## Exercise directions
Nothing but the lines from the one with "Where can the sandbag be found in this photo?" down to the one with "Target: crowd of men" should be returned, exactly and with both ends included, from the material below.

[[ Data under study, beginning ]]

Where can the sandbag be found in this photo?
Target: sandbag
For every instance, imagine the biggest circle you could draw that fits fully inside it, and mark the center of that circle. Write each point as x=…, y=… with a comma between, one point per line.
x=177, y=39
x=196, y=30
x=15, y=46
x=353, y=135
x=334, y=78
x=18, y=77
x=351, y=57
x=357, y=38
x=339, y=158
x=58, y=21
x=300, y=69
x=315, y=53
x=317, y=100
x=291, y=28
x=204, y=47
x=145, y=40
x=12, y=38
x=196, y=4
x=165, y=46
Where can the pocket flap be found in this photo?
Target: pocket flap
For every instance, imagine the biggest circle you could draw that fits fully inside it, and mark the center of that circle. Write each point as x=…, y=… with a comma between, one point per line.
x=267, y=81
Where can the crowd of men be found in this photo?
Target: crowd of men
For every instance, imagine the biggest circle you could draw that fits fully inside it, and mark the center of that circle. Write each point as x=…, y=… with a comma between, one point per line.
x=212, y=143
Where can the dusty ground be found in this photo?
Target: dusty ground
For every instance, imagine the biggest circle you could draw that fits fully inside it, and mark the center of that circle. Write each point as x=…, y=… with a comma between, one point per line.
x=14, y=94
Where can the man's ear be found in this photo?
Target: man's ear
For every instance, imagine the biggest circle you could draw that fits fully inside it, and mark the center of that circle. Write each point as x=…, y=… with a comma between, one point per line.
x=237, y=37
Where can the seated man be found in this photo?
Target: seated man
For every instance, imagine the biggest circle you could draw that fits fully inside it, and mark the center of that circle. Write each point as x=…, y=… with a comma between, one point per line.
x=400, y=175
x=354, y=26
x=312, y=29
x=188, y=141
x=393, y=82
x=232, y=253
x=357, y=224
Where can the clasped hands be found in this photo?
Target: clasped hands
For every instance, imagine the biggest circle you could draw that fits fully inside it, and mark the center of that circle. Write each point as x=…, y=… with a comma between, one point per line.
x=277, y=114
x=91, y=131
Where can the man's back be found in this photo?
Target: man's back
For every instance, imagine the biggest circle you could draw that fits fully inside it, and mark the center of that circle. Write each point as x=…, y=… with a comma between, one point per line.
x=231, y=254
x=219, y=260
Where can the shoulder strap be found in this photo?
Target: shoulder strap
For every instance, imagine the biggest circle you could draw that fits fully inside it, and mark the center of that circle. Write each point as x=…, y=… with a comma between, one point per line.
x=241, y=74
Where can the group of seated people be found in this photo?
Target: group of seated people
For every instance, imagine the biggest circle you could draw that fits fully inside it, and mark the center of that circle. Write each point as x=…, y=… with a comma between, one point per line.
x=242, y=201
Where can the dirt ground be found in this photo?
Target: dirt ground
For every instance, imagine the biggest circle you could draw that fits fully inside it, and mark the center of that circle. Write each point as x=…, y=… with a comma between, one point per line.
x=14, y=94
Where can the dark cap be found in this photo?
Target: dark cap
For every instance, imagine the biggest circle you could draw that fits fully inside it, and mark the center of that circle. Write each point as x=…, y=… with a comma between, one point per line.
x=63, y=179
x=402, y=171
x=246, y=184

[[ Data under study, end ]]
[[ Data under study, beginning ]]

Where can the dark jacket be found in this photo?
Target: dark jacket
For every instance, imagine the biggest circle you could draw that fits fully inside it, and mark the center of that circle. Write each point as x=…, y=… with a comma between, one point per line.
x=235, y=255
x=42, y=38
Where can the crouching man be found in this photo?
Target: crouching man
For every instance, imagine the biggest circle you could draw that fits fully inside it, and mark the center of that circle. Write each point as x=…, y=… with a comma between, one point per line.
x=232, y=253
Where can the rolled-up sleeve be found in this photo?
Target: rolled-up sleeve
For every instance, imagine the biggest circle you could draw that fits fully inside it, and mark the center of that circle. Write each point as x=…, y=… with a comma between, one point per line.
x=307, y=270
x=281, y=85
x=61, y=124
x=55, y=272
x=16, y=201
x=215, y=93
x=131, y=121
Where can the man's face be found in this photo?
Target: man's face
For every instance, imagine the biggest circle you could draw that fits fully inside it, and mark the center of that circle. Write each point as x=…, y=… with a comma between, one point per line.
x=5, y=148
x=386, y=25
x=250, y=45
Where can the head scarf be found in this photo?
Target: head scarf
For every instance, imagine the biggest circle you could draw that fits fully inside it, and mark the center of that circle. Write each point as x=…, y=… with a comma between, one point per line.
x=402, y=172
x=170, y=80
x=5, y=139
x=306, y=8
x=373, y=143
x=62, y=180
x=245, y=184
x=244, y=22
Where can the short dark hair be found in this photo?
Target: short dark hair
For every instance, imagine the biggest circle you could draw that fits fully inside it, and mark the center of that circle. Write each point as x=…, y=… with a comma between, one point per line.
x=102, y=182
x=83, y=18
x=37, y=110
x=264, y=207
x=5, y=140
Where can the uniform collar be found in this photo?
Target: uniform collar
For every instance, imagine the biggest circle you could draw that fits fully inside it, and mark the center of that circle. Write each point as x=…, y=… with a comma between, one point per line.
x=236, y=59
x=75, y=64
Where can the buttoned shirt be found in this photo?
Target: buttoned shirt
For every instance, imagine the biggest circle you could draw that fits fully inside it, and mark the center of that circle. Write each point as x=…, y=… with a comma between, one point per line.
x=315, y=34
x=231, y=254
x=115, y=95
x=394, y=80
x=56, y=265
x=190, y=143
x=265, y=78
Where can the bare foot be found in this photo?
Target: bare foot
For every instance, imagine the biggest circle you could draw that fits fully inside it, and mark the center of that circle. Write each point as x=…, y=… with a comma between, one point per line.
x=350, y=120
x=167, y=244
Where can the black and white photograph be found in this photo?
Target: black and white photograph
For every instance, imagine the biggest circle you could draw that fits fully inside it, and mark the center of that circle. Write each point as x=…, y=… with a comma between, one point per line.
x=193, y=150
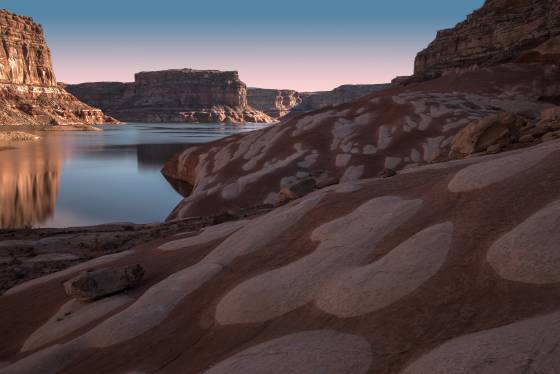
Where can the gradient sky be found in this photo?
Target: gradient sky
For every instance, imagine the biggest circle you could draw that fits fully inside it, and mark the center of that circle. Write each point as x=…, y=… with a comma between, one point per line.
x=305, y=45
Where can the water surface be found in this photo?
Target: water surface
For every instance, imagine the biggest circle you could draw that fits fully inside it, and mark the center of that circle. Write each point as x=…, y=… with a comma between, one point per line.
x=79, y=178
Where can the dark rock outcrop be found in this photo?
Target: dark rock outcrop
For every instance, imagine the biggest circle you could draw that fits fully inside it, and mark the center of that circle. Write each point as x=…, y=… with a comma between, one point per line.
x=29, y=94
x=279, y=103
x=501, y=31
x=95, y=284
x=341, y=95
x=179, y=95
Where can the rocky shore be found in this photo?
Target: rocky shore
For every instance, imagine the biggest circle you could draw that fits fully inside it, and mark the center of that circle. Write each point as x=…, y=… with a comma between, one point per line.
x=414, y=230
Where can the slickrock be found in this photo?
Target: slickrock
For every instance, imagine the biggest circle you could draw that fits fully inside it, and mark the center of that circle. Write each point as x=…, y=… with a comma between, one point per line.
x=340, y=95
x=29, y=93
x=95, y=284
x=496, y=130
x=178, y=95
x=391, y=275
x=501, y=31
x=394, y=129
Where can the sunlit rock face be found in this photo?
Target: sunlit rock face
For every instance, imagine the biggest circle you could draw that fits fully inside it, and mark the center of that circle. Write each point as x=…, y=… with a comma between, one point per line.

[[ Data under study, end ]]
[[ Data under study, beginning ]]

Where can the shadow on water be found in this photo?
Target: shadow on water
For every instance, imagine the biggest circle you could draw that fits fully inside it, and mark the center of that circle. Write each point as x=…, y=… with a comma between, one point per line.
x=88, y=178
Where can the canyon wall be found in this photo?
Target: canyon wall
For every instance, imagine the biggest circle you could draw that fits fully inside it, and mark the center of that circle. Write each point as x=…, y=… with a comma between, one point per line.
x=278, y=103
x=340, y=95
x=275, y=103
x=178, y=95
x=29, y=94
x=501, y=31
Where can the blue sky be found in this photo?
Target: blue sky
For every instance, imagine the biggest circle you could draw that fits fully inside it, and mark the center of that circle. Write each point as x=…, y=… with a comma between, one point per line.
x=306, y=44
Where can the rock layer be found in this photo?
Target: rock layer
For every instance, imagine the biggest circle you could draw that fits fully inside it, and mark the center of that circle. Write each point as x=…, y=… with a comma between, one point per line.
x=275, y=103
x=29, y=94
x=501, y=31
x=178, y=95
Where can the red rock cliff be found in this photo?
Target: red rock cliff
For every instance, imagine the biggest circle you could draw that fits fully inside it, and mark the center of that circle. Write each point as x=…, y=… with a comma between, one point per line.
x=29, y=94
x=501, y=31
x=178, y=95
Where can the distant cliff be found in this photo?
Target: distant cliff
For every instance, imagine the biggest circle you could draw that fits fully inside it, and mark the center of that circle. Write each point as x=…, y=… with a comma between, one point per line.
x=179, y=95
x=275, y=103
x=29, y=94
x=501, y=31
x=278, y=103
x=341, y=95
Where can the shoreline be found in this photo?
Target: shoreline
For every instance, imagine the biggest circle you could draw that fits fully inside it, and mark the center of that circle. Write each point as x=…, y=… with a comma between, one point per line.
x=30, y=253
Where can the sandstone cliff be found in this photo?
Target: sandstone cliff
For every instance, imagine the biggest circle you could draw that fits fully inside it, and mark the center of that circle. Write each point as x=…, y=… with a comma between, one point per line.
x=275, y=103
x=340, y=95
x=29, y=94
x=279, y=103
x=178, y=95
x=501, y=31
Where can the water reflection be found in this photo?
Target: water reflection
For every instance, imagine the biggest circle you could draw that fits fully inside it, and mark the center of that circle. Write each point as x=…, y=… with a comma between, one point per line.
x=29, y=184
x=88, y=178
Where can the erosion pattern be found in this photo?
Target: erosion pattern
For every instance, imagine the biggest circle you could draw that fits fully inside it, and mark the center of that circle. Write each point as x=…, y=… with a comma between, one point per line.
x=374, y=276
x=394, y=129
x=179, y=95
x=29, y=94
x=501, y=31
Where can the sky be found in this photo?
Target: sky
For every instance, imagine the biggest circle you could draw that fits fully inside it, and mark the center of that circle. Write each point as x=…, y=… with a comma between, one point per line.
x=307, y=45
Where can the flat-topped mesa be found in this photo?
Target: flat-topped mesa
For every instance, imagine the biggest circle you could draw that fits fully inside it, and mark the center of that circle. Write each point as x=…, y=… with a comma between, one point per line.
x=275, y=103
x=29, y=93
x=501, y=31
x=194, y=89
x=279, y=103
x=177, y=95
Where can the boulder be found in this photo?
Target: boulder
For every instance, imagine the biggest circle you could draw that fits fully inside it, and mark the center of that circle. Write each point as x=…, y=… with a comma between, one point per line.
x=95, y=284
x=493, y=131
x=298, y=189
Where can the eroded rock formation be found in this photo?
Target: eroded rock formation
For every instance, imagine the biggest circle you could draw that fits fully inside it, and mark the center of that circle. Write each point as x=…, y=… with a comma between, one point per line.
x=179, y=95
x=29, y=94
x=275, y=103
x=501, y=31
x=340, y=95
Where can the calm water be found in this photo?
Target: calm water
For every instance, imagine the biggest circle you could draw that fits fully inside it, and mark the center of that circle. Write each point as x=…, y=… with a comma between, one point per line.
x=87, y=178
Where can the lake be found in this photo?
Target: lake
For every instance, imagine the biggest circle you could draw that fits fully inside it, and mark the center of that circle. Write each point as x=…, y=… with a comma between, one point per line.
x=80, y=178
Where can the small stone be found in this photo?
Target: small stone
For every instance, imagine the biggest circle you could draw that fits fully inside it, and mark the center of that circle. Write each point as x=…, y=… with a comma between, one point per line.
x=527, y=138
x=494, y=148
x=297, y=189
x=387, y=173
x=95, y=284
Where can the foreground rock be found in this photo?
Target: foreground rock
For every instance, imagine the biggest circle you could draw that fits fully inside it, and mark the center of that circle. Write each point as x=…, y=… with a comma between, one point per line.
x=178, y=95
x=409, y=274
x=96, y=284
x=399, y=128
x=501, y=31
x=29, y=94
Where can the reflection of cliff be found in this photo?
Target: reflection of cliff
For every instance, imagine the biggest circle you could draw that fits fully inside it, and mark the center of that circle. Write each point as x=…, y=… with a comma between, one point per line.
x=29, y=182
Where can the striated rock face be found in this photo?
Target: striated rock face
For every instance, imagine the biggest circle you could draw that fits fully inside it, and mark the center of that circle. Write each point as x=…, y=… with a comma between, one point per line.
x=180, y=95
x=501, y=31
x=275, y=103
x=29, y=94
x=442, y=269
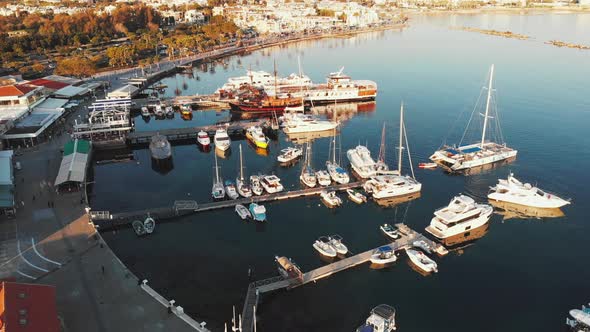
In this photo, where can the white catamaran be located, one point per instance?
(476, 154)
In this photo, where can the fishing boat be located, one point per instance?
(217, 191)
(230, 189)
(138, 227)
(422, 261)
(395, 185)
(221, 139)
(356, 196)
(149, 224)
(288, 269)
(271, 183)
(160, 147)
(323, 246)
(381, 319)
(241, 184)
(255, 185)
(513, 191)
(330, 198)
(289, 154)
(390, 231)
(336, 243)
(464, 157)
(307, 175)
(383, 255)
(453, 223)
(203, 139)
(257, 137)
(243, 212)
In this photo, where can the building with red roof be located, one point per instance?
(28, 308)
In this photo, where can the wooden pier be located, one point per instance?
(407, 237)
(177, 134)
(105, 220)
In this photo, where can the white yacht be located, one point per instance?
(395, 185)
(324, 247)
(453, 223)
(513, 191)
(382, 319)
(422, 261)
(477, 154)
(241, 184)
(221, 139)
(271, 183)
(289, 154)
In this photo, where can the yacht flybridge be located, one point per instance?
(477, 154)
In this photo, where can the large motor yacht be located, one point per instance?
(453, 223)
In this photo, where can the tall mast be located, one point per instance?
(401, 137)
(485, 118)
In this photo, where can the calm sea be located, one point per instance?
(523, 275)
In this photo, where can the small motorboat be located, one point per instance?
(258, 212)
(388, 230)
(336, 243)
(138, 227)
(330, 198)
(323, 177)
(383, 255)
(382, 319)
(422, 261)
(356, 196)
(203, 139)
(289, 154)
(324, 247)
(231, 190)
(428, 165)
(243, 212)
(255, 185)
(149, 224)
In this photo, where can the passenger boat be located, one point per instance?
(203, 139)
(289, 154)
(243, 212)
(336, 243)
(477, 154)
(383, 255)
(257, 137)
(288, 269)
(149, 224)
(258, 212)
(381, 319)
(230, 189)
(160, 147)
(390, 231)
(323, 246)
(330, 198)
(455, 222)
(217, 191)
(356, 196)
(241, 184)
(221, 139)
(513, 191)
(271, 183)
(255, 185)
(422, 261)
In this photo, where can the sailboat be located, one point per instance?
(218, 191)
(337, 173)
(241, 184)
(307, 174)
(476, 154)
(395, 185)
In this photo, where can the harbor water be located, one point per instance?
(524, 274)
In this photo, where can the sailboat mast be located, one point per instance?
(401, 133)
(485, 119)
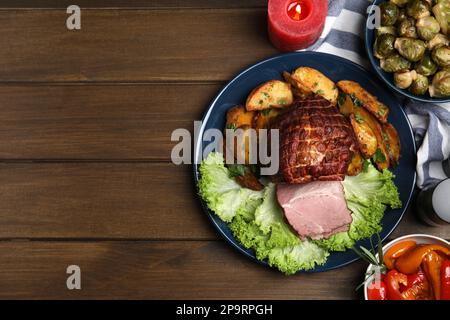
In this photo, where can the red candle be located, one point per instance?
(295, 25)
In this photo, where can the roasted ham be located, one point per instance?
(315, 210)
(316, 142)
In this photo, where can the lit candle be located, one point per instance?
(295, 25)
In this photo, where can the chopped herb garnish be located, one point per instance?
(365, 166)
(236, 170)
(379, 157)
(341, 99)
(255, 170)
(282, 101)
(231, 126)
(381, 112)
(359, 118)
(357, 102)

[[ Data under study, end ]]

## Exercise answer
Where can the sandbag be found in this photo?
Target: sandbag
For every instance, imagine the biggest circle you could draw that fits fully inside it, and mark the center of that circle. Write each point as x=…, y=… with a comma between, one point per line.
x=177, y=39
x=196, y=30
x=15, y=46
x=353, y=135
x=334, y=78
x=18, y=77
x=351, y=57
x=357, y=38
x=339, y=158
x=58, y=21
x=300, y=69
x=315, y=53
x=317, y=100
x=291, y=28
x=204, y=47
x=145, y=40
x=12, y=38
x=196, y=4
x=165, y=46
Where can the pocket flap be found in this photo?
Target: pocket flap
For every instance, imagine the biggest circle you could draw that fits fully inside it, and mark the center of that circle. Write each point as x=…, y=… with a comma between, one point per line.
x=267, y=81
Where can the crowd of men be found in this photo?
Target: crowd of men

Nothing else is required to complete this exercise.